Look for "white" in the material below and show each line that contains it.

═══

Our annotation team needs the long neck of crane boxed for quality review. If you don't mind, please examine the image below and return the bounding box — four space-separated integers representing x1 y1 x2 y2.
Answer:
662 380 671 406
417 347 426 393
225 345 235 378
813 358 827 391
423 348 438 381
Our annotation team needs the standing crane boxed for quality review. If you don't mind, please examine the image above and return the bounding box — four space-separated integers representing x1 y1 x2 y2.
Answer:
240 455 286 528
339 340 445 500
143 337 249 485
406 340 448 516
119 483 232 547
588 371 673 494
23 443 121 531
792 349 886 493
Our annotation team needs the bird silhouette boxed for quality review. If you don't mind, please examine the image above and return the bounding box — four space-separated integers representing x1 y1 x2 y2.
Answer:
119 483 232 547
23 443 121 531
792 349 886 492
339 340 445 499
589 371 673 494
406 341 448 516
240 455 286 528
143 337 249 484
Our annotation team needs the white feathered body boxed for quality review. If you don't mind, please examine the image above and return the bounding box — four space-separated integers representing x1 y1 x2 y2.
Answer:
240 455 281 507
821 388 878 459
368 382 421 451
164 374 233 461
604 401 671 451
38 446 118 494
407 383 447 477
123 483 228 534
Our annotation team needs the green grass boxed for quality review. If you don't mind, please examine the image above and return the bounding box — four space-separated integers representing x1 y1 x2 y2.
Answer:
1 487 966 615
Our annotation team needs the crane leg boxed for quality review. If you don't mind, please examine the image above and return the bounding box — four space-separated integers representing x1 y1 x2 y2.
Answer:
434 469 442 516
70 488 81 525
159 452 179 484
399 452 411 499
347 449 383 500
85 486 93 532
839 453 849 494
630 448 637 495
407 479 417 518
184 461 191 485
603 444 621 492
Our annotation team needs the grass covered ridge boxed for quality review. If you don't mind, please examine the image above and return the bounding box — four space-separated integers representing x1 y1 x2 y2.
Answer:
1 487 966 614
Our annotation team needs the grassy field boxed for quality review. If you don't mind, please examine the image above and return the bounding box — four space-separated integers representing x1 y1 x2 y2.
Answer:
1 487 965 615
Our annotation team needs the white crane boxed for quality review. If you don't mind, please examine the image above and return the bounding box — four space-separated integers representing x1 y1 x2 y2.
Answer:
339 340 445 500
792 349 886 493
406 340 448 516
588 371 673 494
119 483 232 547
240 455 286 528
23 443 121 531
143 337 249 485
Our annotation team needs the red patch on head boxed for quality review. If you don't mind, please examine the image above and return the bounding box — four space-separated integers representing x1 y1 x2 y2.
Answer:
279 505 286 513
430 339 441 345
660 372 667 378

═══

* _TASK RESPONSE_:
Our annotation team needs the white feathered body boxed for quality review. If you don't mind, please examine the image above and return the bounding box — four space-separated integers representing x1 y1 x2 y2.
Our annotation team needs the white crane boxed for quality review. If you don't mind, please examine the image above and return the bounding box — four space-separated integers representing x1 y1 x2 y2.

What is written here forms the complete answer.